-------- Page --------

Yuriko Kameyama and Takako Yuki
JICA-RI research fellows Yuriko Kameyama
and Takako Yuki give presentations

Kameyama and Yuki together gave a presentation on "Improving the Quality of Basic Education for the Future Youth of Yemen Post Arab Spring." Yemen's education level is the lowest among Middle Eastern countries that participated in Trends in International Mathematics and Science Study (TIMSS) for fourth-graders in 2011. Also, its overall score in other international academic assessments also was low among mid- to low-income countries, including some in Africa. Further, with an increase in the school enrollment rate in recent years, the student-to-teacher ratio has increased by 1.5 times, which causes concerns about the quality of education.


To improve academic achievement, it will be essential to make effective use of databases on Yemen's educational system, school management, policy reforms, academic results and human resource management. Although the momentum for educational reform was temporarily interrupted by the 2015 civil war in Yemen, the Ministry of Education has begun working toward restarting the formulation of a mid- to long-term strategic education plan. In their presentation, the two said they want to voice the need to take comprehensive measures on the systemic level, school level and community level to improve academic results and to strengthen accountability.


Ghanem, who gave the closing address, pointed out as major problems in education insufficient learning time and quality issues including governance and the quality of teachers. At the same time, he emphasized the need to solve educational problems without leaving them to the next generation.


He closed the seminar by saying, "Education is an important issue not just for economic development, but also when thinking about peace, stability and the role of women in the society. It will be important to apply these research results to future projects."

-------- Recorded data --------

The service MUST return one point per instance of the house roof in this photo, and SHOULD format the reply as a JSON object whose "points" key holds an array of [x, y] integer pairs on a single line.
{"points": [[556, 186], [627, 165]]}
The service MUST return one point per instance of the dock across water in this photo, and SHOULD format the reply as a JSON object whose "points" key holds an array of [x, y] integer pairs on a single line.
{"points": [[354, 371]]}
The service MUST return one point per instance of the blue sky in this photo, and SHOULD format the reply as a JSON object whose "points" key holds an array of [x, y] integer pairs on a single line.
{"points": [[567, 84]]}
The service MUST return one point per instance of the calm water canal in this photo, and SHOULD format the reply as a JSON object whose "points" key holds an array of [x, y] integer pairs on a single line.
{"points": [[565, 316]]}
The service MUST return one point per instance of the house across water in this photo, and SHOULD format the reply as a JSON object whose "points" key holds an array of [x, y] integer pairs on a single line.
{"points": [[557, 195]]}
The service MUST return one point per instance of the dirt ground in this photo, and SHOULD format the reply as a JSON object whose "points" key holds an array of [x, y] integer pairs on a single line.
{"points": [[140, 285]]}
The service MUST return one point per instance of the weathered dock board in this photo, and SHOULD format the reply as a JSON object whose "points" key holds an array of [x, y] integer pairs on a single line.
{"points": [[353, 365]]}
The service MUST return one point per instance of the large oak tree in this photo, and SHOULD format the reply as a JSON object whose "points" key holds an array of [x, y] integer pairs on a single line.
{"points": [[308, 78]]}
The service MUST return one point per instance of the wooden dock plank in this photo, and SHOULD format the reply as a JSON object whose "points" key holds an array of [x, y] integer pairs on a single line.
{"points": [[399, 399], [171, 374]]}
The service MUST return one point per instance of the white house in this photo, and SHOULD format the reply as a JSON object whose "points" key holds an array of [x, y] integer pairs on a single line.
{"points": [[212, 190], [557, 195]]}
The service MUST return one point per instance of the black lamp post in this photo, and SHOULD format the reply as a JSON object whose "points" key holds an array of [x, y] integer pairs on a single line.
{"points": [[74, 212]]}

--------

Problem: According to the seminar report, why has the student-to-teacher ratio in Yemen raised concerns? Answer in one to three sentences. The records aren't needed for this work.

Answer in full: School enrollment has risen in recent years, and the student-to-teacher ratio has grown by 1.5 times. That increase raises concerns about the quality of education.